┏━━

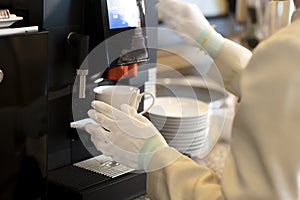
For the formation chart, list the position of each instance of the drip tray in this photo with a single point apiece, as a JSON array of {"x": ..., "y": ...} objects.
[{"x": 74, "y": 183}]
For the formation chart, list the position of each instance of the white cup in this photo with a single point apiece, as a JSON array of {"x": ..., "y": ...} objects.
[{"x": 116, "y": 95}]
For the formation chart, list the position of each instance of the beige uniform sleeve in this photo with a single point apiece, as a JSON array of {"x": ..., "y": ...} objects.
[
  {"x": 231, "y": 60},
  {"x": 264, "y": 161},
  {"x": 184, "y": 179}
]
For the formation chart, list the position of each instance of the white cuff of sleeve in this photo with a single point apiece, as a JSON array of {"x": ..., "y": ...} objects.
[{"x": 211, "y": 41}]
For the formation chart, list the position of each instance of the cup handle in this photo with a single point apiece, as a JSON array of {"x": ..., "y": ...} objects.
[{"x": 152, "y": 103}]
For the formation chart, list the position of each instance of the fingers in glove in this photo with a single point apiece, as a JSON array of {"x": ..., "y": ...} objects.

┗━━

» **AIM**
Could you change every "formation chart" in the records above to "layout diagram" and give all the records again with nothing else altered and the pictures left out?

» **WRITTEN ANSWER**
For the layout diagram, list the position of each instance of the drip tray in this photo with a single point apiece, as a JSON array of {"x": ..., "y": ...} objects.
[{"x": 74, "y": 183}]
For the layout diagram, list the position of each instance of the white cup in this photo with a single point apiece, as a JSON array of {"x": ..., "y": ...} objects.
[{"x": 116, "y": 95}]
For the layout diagram, list the position of each instance of the beige uniform sleeve in this photo with a single point apiece, as a JSON array of {"x": ..., "y": ...} objects.
[
  {"x": 231, "y": 60},
  {"x": 264, "y": 161},
  {"x": 184, "y": 179}
]
For the layout diagram, list the position of each instance of the white cuff of sleeve in this photo with a single point apiece, as a JSON array of {"x": ..., "y": ...} objects.
[{"x": 211, "y": 41}]
For the layout diagram, list the position of each instance of the cup handle in this photo with a single point apiece, as a JSON array of {"x": ..., "y": ...} objects.
[{"x": 152, "y": 103}]
For the layout diagram, list the position of each instance of the fingers in glove in this photo with a single point apiece, as a JSON array of {"x": ..., "y": ...} objects.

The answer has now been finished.